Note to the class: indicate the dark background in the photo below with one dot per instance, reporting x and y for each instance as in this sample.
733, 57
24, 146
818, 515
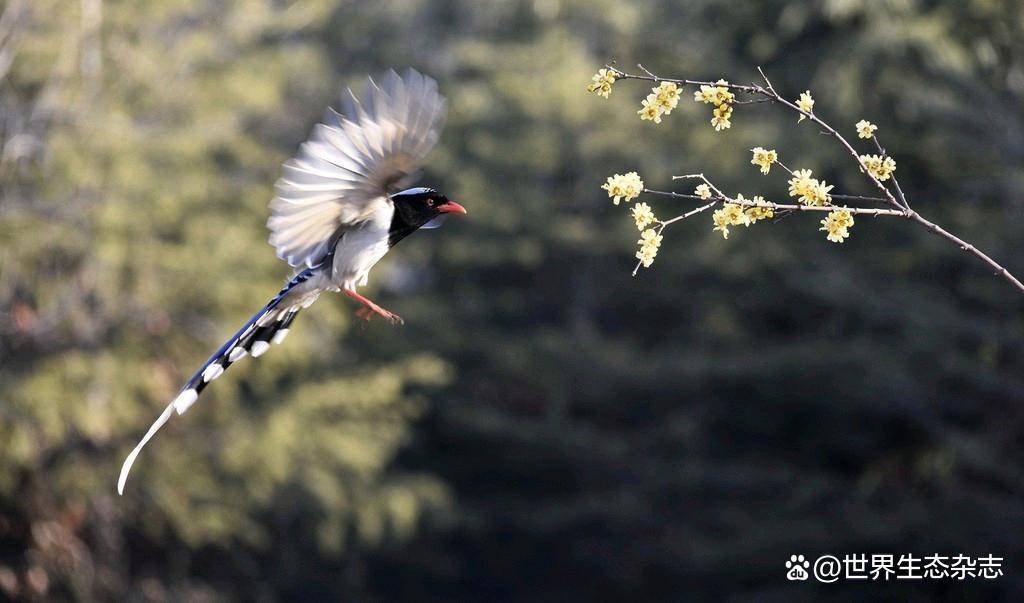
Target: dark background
545, 427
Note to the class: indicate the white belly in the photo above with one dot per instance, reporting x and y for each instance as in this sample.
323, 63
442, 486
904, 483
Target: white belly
359, 248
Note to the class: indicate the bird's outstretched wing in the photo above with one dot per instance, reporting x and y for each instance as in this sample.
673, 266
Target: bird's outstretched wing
352, 159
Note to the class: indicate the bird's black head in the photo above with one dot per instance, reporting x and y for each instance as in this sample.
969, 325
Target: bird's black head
416, 207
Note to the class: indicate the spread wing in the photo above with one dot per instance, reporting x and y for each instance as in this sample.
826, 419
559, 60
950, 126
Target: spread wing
352, 159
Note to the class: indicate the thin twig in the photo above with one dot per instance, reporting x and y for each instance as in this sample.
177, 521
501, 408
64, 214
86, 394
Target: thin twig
778, 206
898, 202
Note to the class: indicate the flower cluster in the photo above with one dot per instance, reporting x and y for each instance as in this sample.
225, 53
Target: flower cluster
730, 214
762, 210
649, 242
764, 158
865, 129
878, 166
806, 104
809, 190
741, 213
643, 215
624, 186
662, 100
602, 82
722, 98
837, 223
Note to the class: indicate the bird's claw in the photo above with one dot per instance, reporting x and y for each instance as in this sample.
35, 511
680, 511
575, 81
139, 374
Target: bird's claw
368, 312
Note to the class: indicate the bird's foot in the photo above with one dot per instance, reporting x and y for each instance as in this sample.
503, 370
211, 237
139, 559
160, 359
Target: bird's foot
370, 308
367, 312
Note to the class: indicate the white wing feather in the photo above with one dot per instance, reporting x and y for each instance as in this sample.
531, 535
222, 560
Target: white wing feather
352, 159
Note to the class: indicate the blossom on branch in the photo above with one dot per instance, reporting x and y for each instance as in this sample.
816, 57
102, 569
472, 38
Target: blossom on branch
602, 82
643, 215
721, 117
878, 166
764, 158
761, 211
624, 186
809, 190
730, 214
806, 104
650, 110
865, 129
649, 242
837, 223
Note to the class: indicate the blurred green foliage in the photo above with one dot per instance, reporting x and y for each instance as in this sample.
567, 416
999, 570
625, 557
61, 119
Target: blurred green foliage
544, 426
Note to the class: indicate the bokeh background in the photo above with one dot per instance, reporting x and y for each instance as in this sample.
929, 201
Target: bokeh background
545, 427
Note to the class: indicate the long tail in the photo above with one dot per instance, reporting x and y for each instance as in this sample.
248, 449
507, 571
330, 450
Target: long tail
268, 326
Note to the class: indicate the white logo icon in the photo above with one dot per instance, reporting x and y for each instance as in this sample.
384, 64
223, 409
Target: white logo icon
797, 567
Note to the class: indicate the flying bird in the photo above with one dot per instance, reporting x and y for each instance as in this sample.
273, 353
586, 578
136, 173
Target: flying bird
340, 205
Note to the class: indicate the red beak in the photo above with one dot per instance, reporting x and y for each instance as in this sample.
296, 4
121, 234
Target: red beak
451, 208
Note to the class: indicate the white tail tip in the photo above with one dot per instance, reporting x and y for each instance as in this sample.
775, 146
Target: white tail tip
212, 372
184, 400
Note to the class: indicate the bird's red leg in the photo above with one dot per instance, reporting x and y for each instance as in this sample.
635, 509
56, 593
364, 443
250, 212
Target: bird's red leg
370, 308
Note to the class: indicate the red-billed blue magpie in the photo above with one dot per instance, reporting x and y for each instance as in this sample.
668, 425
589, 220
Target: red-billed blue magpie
340, 205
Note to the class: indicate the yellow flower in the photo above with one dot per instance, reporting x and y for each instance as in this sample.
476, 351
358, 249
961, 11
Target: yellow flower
806, 103
667, 95
800, 182
878, 166
650, 111
865, 129
721, 120
731, 214
837, 224
602, 82
810, 190
817, 195
761, 211
714, 94
643, 215
649, 242
764, 158
622, 186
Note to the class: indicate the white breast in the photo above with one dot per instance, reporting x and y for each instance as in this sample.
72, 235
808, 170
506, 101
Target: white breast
361, 246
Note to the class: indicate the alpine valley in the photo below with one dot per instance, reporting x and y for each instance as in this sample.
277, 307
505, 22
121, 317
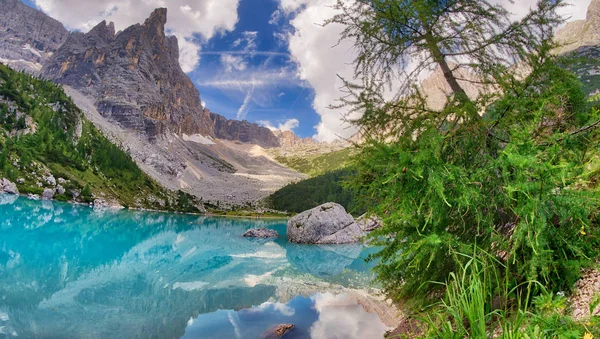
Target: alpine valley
128, 87
126, 91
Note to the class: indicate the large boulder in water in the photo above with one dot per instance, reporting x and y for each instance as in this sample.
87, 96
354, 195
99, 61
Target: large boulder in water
325, 224
260, 233
7, 186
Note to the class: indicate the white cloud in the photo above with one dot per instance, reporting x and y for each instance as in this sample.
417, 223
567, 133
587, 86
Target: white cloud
319, 62
288, 125
186, 18
233, 62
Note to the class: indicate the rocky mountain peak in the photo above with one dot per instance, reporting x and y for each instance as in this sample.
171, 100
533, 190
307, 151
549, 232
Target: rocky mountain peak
593, 12
27, 36
103, 31
580, 33
157, 19
136, 81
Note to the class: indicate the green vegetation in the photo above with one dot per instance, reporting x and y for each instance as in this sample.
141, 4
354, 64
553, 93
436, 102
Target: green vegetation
512, 173
310, 193
43, 133
317, 164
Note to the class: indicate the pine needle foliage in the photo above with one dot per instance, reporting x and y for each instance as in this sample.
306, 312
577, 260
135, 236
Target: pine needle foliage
507, 170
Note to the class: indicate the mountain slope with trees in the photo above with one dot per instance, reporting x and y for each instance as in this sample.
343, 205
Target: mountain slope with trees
44, 135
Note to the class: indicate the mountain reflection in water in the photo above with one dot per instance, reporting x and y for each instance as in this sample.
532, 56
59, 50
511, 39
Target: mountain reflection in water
67, 271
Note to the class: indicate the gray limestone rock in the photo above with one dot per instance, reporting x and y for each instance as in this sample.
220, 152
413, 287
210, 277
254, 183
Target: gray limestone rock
260, 233
100, 204
50, 180
136, 81
277, 331
325, 224
369, 224
48, 194
28, 37
6, 186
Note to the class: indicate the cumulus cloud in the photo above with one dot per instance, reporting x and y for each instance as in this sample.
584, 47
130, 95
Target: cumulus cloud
288, 125
248, 41
187, 19
233, 62
320, 60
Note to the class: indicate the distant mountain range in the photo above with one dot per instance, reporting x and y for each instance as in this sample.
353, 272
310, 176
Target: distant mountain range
131, 86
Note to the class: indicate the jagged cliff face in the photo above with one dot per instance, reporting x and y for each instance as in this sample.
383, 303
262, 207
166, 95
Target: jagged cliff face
137, 82
28, 37
581, 33
134, 76
580, 42
243, 131
289, 140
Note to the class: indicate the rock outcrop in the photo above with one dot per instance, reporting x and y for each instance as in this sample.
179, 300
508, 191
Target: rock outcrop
28, 37
7, 186
243, 131
277, 331
260, 233
369, 224
325, 224
136, 81
580, 33
288, 140
48, 194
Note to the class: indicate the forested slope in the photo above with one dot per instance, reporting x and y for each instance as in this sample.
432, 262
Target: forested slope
44, 136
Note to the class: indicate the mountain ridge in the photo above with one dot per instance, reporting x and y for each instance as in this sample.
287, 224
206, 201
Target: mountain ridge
28, 37
137, 82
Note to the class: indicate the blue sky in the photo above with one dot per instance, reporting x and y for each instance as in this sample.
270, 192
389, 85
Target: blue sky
266, 61
266, 78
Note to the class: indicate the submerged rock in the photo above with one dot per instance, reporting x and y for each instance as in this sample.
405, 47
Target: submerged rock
369, 224
277, 331
325, 224
100, 203
260, 233
7, 186
48, 194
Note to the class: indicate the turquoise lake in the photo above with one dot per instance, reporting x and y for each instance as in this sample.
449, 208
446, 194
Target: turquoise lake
68, 271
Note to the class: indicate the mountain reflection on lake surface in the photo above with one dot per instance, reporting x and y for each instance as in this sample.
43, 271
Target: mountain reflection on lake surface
67, 271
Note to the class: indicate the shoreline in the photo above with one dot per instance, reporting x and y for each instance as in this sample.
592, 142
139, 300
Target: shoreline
142, 209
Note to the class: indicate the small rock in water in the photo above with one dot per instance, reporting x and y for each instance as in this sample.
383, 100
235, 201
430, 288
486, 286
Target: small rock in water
48, 194
369, 224
260, 233
325, 224
277, 331
100, 203
50, 180
6, 186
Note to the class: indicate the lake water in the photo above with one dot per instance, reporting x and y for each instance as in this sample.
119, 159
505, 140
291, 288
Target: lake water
67, 271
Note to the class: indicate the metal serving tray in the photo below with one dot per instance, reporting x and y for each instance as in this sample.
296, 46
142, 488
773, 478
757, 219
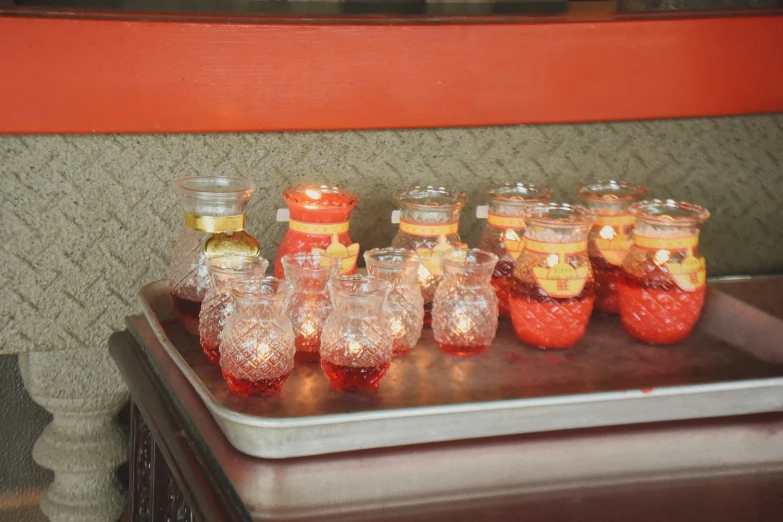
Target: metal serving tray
732, 364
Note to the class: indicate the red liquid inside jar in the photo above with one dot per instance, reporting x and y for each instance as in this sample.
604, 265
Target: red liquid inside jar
188, 312
212, 352
606, 277
263, 386
501, 280
658, 311
549, 322
329, 208
348, 378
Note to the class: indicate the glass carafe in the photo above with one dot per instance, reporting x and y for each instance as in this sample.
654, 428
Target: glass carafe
504, 234
217, 304
214, 224
429, 225
357, 343
610, 237
404, 308
319, 223
465, 309
257, 353
552, 291
309, 304
661, 293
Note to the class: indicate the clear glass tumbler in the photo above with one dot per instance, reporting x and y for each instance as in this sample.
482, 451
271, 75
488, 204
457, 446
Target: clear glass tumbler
465, 309
661, 293
217, 303
429, 225
504, 234
357, 344
257, 353
214, 225
309, 304
552, 291
610, 237
404, 308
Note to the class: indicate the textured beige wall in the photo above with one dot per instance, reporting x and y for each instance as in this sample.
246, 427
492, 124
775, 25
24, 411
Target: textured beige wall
88, 219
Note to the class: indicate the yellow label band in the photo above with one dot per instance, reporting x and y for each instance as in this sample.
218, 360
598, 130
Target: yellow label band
505, 221
318, 229
614, 221
214, 224
420, 229
660, 243
555, 248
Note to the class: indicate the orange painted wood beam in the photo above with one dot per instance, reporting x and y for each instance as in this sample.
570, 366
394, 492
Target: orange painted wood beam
60, 75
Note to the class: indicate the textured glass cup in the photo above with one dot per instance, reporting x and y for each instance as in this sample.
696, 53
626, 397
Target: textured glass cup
217, 304
610, 237
257, 353
309, 304
214, 225
319, 223
429, 225
357, 345
504, 234
661, 293
552, 291
465, 310
404, 308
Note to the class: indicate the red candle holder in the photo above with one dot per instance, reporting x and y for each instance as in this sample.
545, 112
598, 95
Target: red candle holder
319, 223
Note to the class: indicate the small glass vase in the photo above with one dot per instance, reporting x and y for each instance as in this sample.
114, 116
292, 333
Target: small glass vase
504, 234
357, 344
319, 223
465, 309
404, 307
661, 293
552, 291
217, 303
308, 304
610, 237
429, 225
257, 353
214, 225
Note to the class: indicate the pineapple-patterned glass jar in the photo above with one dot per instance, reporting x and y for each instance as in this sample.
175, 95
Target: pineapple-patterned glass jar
504, 234
429, 225
552, 291
214, 225
257, 353
217, 304
661, 293
404, 308
357, 344
465, 310
319, 223
610, 237
309, 304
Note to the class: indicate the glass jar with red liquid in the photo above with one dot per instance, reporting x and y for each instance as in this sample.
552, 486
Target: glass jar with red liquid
504, 234
661, 293
429, 225
465, 309
257, 353
356, 347
610, 237
214, 225
552, 290
217, 305
319, 223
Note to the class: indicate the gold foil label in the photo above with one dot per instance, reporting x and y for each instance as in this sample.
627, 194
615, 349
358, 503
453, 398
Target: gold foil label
213, 224
318, 229
561, 279
690, 274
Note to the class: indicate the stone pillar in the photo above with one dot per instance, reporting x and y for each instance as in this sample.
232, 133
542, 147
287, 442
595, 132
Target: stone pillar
83, 444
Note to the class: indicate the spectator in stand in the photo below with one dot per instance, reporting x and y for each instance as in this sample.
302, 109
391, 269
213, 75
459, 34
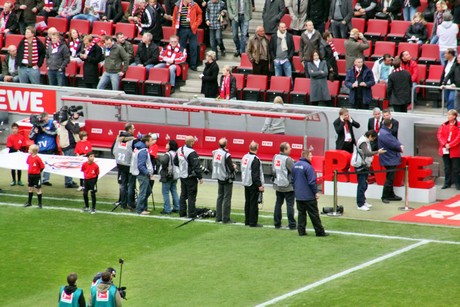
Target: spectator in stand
449, 68
8, 20
449, 149
318, 71
382, 68
441, 8
417, 31
147, 53
318, 12
209, 86
240, 13
330, 55
91, 55
399, 87
340, 14
281, 51
447, 35
214, 12
298, 12
69, 9
258, 53
170, 57
355, 48
9, 66
116, 64
27, 11
227, 84
343, 126
29, 66
113, 11
187, 17
57, 59
126, 45
366, 9
310, 41
360, 80
271, 15
15, 143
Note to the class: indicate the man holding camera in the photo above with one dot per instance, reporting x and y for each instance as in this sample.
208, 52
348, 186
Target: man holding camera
223, 169
44, 133
69, 136
190, 170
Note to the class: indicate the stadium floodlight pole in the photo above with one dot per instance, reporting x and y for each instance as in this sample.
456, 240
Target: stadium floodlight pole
406, 191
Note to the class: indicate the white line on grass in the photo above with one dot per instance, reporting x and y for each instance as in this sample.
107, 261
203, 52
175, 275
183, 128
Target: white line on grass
344, 273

------------------------

Exercise objective
All lines from the one containing "Target: stadium floodlight pole" down to the final line above are to be restated word for word; leave out the rest.

Exercise solution
Target: stadium floodlight pole
406, 191
Note to the class: indicate the white line on grass in the photo above with one dot per instance, reporting x and y for each instance as in this sample.
107, 261
203, 52
175, 275
183, 128
Target: white line on grass
344, 273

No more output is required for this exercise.